* **PROVIDED PASSAGE**
- Opening Delimiter -
I came with mixed feelings. The rainy, cold air matched my sentiments. I’d avoided this part of my history, and the world’s, long enough. So here I was, in the long line waiting to enter One World Observatory, also known as the Freedom Tower.

            One look at the commemorative rubble, and memories started flooding back. My voice caught as I tried to share my feelings. The images, the silence, the jets flying overhead.

           In 2001, I moved to New York City, enjoying its world famous sights and diverse neighborhoods. Several nights in a row, I attended free dance concerts on the World Trade Center plaza. Arriving early to secure a seat, I watched planes fly close to the twin buildings, wondering how they maneuvered and still managed to avoid contact.

          I missed the September 10th concert. It was raining, and the dance company was not one I knew. In the morning I slept in, awakened by my telephone. Unusual, as I knew no one in my new city.

          “Hello?’ I asked.
- Closing Delimiter -
* **TASK GOAL**
Answer these from the One World Observatory passage:
(a) What other name is One World Observatory known by?
(b) In what year did the writer move to New York City?
(c) What two reasons are given for missing the September 10th concert?
Use only the One World Observatory passage.

* **DATA SECTION**
- Opening Delimiter -
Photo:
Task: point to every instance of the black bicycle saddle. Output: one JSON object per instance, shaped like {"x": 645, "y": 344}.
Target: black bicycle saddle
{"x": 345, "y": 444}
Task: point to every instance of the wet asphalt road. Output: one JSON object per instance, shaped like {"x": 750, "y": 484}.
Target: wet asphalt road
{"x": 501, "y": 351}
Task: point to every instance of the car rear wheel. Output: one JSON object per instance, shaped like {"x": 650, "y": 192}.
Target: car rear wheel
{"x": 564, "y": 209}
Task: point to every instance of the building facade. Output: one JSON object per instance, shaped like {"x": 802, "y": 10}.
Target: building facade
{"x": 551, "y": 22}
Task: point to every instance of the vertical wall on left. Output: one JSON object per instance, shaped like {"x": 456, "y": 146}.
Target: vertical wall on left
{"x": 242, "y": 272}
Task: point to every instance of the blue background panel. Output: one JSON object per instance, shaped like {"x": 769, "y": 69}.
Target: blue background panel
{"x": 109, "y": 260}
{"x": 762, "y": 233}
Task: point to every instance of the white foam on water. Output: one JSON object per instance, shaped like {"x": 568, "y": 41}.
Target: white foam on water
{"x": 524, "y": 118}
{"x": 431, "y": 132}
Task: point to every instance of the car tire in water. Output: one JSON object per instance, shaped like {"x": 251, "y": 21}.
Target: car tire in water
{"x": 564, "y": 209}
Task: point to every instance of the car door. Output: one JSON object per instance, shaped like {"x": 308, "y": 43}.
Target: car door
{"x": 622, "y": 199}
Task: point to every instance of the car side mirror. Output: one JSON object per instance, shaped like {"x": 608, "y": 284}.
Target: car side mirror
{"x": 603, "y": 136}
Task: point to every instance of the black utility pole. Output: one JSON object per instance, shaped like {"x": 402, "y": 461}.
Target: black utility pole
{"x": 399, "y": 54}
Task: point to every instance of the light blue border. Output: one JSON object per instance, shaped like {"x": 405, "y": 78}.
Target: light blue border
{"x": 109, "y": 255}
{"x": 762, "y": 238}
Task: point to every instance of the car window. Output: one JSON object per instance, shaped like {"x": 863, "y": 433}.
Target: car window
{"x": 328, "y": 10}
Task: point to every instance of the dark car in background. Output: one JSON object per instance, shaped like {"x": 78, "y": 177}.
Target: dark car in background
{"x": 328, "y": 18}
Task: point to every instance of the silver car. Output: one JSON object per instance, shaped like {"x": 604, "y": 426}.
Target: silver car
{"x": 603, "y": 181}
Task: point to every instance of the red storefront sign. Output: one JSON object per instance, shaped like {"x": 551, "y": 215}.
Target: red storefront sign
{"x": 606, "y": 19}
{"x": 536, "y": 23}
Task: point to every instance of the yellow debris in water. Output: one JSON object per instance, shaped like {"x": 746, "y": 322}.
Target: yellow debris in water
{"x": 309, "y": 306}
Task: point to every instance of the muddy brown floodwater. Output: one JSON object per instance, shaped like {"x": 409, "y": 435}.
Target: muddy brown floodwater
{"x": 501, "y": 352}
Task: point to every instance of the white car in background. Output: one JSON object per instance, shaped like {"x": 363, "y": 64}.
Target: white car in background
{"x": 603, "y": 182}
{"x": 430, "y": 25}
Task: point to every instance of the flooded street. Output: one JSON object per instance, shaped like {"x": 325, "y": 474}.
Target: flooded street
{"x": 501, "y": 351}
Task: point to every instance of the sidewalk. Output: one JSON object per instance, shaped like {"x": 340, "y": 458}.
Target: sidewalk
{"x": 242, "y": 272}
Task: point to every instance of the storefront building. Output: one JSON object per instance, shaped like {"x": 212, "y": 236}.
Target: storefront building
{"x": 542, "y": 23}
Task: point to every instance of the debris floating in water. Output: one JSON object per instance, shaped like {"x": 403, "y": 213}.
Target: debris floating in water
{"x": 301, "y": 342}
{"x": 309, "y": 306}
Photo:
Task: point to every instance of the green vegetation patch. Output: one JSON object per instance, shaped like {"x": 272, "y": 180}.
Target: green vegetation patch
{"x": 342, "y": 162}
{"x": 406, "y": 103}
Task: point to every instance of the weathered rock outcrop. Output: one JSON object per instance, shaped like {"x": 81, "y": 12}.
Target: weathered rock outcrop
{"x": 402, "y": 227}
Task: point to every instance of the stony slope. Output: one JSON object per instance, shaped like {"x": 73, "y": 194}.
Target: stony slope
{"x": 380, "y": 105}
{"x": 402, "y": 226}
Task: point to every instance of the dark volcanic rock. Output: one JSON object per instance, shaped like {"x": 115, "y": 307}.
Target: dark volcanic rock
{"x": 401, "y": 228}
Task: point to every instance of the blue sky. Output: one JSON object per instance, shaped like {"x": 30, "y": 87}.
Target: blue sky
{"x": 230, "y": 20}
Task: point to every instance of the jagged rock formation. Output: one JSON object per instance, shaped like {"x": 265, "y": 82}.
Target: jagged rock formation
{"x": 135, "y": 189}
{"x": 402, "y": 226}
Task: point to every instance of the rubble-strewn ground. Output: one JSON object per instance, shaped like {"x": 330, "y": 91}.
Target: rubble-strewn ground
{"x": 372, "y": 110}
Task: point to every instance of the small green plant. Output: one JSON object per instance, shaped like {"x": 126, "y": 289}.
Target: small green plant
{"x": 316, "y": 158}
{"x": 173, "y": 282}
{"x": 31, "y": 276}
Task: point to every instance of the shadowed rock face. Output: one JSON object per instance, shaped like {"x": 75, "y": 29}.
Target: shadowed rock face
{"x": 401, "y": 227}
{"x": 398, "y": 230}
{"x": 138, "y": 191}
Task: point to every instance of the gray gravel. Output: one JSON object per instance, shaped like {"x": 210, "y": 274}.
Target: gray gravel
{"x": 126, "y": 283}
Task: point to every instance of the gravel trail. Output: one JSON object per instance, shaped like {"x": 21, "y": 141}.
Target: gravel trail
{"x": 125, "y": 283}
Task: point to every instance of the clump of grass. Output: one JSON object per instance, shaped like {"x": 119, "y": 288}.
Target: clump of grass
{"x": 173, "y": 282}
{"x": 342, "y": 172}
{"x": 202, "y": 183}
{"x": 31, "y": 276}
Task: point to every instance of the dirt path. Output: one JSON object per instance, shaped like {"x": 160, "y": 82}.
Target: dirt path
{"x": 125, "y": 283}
- Closing Delimiter -
- Opening Delimiter -
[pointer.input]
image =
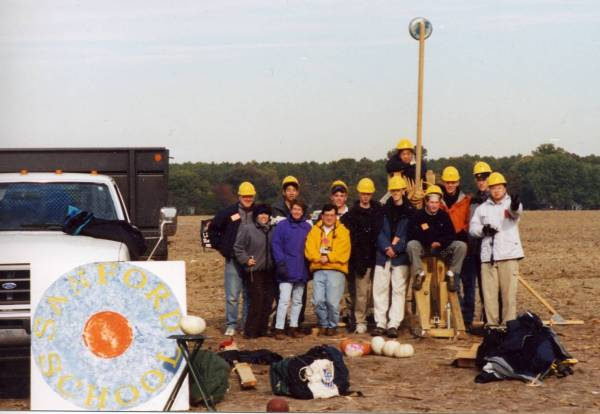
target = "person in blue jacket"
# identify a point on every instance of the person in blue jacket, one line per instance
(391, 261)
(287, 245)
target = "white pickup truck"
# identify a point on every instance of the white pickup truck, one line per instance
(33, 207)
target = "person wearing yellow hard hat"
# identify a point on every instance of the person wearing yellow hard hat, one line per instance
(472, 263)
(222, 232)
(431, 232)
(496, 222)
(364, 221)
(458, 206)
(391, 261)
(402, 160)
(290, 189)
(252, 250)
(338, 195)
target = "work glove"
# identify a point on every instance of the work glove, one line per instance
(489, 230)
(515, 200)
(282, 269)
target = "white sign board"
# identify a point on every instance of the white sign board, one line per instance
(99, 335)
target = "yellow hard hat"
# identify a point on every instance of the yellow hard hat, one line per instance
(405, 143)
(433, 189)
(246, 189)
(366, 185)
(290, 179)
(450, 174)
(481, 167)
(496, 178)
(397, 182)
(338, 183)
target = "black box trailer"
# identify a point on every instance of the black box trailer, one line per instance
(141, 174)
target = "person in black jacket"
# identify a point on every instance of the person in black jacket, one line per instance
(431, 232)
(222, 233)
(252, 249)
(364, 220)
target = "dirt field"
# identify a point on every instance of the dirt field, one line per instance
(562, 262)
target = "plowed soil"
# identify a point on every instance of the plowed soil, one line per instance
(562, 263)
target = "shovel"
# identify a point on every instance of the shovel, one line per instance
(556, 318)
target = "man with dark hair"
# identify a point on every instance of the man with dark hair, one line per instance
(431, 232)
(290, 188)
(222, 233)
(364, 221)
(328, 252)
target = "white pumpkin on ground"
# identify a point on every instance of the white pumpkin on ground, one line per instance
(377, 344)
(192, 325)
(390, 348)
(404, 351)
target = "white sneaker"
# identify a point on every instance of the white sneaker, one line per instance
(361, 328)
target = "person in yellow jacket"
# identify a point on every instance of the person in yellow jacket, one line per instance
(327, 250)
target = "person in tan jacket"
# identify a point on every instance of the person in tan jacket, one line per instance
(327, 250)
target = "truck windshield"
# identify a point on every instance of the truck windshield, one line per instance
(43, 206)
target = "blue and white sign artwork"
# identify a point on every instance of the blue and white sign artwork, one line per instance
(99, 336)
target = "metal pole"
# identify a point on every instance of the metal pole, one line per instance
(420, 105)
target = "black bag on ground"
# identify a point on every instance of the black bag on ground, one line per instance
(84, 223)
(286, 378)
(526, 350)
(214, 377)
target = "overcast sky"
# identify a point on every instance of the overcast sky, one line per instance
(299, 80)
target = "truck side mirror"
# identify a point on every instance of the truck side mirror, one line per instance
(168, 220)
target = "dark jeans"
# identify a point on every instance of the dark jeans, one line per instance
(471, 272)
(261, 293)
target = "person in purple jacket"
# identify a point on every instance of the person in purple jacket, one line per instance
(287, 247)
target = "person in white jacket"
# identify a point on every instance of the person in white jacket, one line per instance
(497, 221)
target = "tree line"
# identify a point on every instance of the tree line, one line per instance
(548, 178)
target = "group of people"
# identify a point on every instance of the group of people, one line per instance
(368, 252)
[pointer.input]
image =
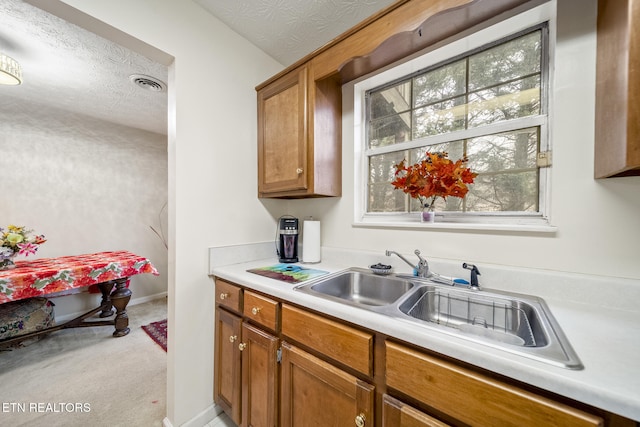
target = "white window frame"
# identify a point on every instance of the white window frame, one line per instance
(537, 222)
- Closing Delimiter -
- Opening Delimiter -
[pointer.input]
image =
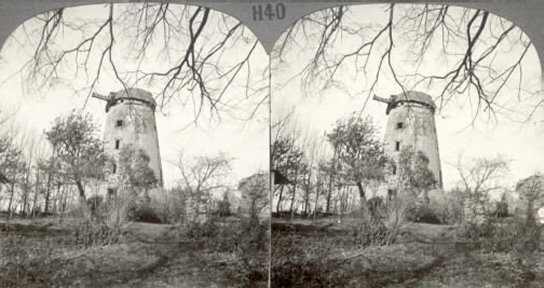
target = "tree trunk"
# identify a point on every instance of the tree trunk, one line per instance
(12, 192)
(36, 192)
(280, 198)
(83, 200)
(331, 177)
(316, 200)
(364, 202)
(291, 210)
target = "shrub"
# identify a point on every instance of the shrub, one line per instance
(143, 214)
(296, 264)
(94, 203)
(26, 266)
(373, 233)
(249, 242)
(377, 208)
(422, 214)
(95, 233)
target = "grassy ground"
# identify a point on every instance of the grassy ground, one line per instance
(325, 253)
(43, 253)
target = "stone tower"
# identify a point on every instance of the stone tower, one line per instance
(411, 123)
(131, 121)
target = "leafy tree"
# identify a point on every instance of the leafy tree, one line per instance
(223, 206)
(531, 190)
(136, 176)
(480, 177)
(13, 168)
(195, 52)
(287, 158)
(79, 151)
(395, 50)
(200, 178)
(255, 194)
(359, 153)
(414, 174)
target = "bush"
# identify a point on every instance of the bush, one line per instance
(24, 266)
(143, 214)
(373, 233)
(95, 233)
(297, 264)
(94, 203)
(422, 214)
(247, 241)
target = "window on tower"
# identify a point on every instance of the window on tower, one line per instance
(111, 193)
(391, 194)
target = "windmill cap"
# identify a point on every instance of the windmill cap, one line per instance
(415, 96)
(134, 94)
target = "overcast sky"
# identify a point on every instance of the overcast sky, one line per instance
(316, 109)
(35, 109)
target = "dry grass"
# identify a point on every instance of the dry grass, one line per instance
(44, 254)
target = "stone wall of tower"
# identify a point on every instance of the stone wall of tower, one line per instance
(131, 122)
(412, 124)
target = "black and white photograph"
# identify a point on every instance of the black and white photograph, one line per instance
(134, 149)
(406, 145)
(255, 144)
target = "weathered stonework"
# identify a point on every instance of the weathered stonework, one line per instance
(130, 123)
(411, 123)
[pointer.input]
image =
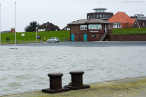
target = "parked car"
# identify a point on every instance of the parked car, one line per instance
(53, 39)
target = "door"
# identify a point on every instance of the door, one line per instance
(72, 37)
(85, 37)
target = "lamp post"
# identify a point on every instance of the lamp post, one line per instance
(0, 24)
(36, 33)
- Closing Delimiter -
* **RESULT**
(a) The Freedom Tower.
(b) 2001.
(c) It was raining, and the dance company was not one the writer knew.